▶ Material for this task:
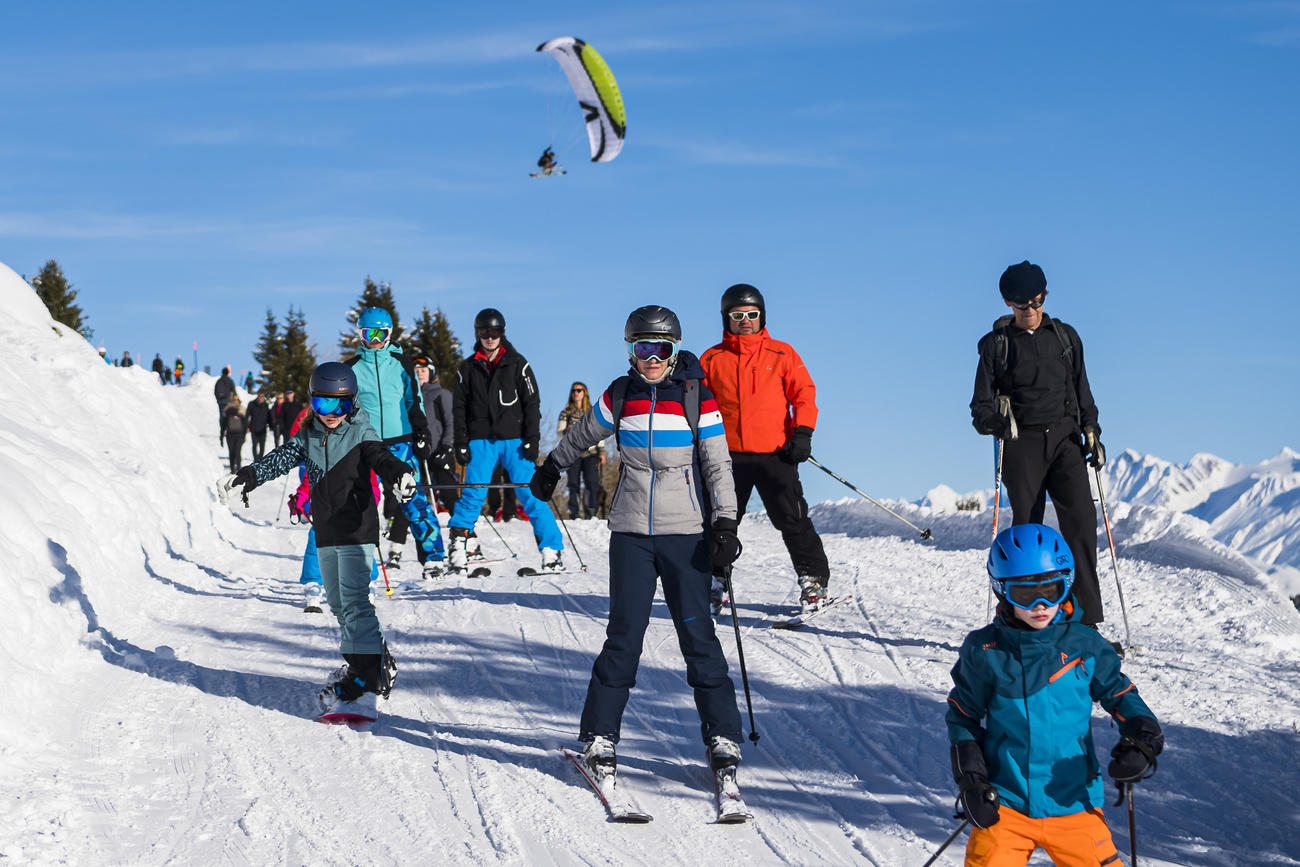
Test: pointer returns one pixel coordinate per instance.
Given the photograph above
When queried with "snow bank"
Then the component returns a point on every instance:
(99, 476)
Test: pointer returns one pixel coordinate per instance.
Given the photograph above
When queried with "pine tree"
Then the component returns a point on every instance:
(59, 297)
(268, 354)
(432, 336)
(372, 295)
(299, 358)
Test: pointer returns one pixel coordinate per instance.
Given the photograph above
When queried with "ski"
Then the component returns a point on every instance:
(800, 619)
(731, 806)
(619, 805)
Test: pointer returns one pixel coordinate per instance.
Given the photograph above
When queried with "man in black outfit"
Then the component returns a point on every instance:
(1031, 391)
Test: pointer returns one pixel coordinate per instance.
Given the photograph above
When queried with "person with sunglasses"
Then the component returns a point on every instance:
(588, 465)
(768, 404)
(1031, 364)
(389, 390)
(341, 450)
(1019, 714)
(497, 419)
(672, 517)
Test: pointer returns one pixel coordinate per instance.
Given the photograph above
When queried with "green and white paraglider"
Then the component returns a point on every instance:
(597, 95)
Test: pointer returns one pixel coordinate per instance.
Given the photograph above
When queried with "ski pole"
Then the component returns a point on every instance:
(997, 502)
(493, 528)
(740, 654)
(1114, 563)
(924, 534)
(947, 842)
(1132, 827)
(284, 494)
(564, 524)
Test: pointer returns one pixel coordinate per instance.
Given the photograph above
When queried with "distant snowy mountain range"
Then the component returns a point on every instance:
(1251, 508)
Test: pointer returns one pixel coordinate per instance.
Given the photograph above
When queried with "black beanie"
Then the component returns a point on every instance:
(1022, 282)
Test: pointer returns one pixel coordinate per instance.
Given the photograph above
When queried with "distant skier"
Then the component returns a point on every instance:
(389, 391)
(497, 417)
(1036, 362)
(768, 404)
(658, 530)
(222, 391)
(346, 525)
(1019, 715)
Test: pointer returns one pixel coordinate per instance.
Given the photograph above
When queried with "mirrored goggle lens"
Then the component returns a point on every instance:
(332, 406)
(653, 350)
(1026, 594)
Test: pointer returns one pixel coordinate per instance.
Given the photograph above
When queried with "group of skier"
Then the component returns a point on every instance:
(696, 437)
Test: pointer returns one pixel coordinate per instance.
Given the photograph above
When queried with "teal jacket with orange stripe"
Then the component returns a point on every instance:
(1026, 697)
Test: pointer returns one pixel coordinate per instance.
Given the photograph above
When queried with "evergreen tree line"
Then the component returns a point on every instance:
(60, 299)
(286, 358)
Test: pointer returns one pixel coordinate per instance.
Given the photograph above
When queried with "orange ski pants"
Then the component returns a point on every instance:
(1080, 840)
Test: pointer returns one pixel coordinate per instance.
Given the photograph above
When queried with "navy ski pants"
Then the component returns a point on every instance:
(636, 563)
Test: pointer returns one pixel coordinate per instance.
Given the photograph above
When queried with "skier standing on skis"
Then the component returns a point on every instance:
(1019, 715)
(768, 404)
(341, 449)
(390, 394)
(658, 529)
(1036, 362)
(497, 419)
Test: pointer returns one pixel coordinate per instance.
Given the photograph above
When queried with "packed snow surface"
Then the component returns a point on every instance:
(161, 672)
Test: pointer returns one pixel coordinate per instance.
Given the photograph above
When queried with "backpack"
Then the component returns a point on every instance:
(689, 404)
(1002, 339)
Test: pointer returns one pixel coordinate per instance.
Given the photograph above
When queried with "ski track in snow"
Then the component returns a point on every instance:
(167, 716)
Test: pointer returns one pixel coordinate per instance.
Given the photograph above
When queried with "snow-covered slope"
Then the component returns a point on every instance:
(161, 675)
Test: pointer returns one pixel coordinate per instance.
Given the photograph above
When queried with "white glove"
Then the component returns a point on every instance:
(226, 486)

▶ Task goal: Take the records from their start through the line with "(1031, 391)", and change every "photograph" to "image" while keeping everything else the same. Leave the pictures out of your answer.

▶ Task result:
Test: pointer returns one pixel coordinate per instance.
Given the image above
When queried with "snow bank"
Then the component returns a point on every instance:
(99, 476)
Test: pointer returns one pixel coordinate per instance.
Given the image above
When queried with "pine tree"
Then the component returns a point on every instance:
(59, 297)
(268, 354)
(432, 336)
(372, 295)
(299, 358)
Test: pointer returns one pixel coordinate per instance.
Given the image above
When queried with "ski"
Then the component returns a point on every instance:
(800, 619)
(731, 806)
(619, 805)
Test: pointer returns one pixel coordinate per instance.
Given the image above
When queried with "man in black outfit"
Then the component returns a point on every instance:
(1031, 391)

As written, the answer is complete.